YOUR INSTRUCTIONS: Please write out the line containing "Target: white cloud" and each line after it through the end of the data, exactly, and nothing else.

RECORDS SUPPLIED:
------------------------

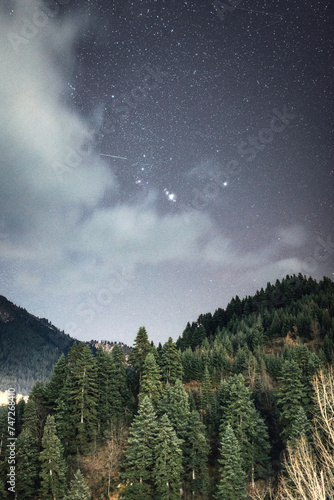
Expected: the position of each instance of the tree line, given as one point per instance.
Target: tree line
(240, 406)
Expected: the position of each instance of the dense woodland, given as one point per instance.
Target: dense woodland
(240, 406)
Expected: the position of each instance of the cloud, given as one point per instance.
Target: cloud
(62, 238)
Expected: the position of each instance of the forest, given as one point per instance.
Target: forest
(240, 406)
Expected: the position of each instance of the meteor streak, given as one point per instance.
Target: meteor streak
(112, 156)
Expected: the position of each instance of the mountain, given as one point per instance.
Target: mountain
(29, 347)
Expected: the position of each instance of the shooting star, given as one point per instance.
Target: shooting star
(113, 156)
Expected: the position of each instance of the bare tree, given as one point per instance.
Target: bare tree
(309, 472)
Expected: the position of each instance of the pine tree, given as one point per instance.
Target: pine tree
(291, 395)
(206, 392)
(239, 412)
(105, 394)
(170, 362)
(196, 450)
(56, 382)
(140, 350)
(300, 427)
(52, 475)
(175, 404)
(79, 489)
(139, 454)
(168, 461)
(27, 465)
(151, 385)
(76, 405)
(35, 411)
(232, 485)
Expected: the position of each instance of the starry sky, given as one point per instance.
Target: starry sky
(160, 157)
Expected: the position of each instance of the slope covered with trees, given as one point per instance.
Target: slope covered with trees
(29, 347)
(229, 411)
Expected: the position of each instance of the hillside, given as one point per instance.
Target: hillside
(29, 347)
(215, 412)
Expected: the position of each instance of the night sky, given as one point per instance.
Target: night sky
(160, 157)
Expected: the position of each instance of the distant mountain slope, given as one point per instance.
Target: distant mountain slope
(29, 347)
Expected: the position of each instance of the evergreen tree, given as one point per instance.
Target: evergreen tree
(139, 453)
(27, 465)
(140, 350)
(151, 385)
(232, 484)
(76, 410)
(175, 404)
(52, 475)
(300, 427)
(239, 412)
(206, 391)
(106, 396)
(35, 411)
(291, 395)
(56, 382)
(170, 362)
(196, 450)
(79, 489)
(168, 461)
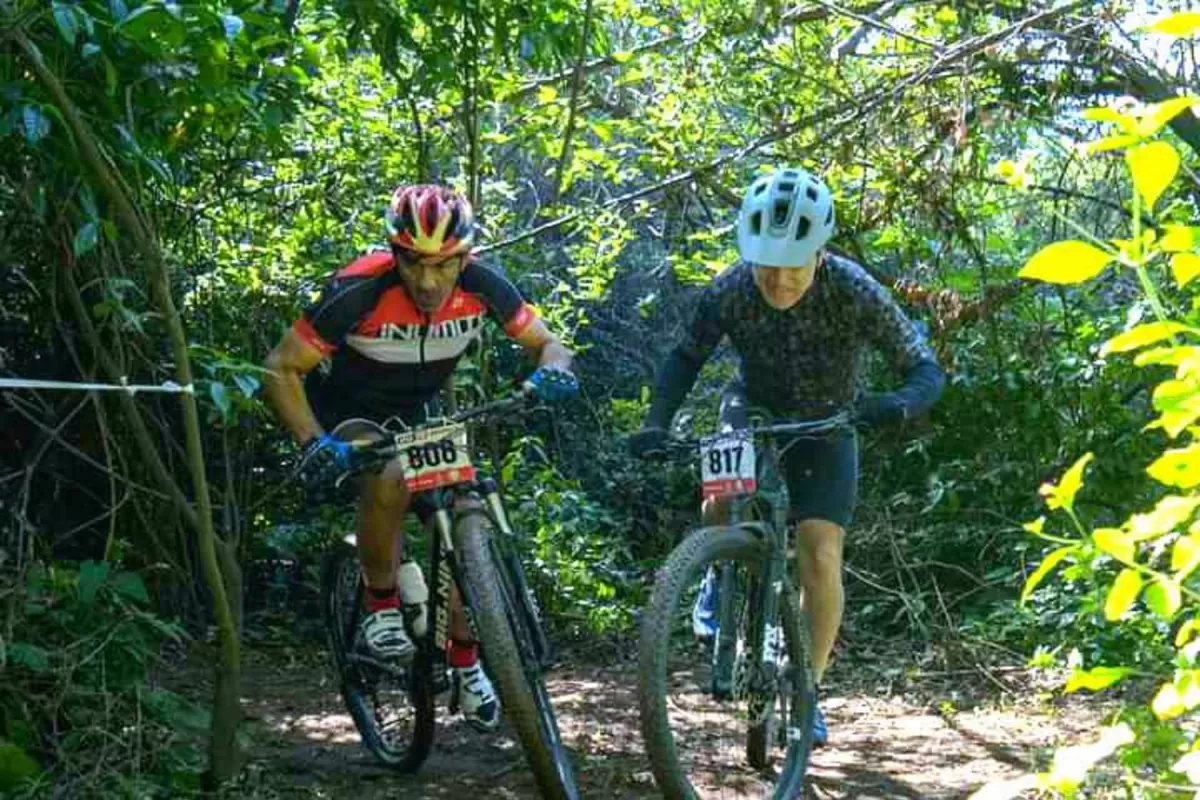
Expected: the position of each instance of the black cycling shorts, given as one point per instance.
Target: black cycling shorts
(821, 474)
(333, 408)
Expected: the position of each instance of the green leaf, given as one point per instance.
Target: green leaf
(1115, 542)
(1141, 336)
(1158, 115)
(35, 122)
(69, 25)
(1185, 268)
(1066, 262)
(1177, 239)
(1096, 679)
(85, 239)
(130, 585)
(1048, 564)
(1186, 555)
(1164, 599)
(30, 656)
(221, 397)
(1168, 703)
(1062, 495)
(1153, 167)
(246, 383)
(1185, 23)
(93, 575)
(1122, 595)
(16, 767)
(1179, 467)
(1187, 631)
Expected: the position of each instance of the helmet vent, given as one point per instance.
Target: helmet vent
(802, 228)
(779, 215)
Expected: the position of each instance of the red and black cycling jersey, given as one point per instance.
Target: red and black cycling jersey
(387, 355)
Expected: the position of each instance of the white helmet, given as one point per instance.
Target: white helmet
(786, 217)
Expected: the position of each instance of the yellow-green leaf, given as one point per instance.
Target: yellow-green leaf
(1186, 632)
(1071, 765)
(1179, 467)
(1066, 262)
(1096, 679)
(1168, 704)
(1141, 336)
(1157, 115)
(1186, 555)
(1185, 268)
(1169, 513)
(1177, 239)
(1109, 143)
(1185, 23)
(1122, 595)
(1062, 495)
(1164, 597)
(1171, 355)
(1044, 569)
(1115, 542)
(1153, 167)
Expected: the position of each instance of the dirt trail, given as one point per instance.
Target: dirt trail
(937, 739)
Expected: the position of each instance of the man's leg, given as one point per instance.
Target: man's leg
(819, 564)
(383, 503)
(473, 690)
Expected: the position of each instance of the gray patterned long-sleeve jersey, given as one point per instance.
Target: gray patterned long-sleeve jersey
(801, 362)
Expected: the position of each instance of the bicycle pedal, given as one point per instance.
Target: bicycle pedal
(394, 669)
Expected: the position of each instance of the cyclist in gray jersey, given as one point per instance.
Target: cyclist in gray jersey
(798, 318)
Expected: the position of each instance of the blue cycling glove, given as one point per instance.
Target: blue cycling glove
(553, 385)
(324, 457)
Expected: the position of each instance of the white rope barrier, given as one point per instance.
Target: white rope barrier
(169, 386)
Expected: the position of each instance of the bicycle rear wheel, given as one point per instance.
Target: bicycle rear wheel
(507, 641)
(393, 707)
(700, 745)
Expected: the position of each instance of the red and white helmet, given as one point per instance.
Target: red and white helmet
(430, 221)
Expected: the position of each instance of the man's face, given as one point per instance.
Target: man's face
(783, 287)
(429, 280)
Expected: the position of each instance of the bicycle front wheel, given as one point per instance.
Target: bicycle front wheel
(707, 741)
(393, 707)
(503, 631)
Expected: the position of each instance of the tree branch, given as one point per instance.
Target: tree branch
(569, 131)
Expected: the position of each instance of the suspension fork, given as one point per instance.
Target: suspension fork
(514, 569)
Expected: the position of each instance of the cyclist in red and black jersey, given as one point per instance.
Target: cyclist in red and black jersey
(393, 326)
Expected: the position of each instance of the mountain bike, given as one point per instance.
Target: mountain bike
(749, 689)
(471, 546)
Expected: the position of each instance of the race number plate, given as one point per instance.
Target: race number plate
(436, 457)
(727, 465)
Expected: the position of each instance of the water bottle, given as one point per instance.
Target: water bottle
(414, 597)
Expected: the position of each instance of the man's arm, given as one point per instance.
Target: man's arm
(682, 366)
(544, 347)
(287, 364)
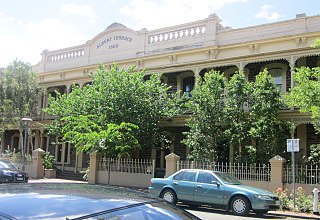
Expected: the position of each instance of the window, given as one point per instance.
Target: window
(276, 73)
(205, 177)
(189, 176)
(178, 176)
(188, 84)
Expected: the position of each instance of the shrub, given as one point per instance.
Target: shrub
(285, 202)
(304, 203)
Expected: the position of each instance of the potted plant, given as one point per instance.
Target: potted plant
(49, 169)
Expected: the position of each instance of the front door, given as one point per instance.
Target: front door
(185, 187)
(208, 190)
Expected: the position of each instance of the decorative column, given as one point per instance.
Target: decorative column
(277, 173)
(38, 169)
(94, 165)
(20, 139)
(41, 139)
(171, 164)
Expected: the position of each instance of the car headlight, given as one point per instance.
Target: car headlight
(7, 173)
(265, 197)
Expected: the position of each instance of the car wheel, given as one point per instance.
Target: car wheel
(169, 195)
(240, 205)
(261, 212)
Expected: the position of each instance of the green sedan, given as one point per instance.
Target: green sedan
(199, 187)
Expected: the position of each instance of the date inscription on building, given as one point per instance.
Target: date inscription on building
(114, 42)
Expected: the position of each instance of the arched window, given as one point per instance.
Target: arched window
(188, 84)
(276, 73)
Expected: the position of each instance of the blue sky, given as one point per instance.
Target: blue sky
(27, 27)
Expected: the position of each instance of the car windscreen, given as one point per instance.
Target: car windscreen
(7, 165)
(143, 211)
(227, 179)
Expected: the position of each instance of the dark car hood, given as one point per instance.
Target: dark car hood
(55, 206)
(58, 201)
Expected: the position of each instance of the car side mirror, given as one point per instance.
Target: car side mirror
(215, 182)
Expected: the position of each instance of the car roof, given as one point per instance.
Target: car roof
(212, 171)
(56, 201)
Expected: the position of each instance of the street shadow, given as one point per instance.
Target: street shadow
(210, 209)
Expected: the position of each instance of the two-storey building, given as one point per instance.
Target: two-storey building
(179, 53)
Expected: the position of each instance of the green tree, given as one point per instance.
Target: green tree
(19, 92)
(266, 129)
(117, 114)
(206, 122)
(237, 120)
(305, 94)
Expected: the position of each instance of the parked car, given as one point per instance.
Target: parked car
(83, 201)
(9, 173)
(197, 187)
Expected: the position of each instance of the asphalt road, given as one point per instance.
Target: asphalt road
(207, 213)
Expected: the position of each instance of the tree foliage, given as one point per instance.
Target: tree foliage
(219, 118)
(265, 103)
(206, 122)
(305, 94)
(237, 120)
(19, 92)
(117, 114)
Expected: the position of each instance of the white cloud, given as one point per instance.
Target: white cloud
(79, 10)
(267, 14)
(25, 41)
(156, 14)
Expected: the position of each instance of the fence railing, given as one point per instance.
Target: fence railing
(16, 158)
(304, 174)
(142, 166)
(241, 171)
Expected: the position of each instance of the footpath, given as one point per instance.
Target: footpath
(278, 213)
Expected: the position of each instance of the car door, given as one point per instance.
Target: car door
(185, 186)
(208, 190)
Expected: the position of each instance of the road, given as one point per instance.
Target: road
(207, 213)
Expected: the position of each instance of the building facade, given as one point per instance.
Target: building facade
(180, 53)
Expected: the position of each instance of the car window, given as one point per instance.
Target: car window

------------------------

ANSWER BOX:
Target: white cloud
(79, 10)
(267, 14)
(25, 41)
(156, 14)
Expected: the position of each instance of the fence railing, given as one point per instance.
Target: fence railing
(16, 158)
(304, 174)
(142, 166)
(241, 171)
Expected: the position of each instance of the footpath, given as one point per instance.
Target: footpath
(278, 213)
Expected: the position of each instance of the car door, given as one point per instance.
Target: car door
(185, 186)
(208, 190)
Expected: the position of each instance of the road, given as one point per instance.
Target: road
(207, 213)
Expected: the position of each instance of the building facade, given as one point per instance.
Target: building facade
(180, 53)
Expected: the position of each instance of the car window, given as one point per instance.
Target: car window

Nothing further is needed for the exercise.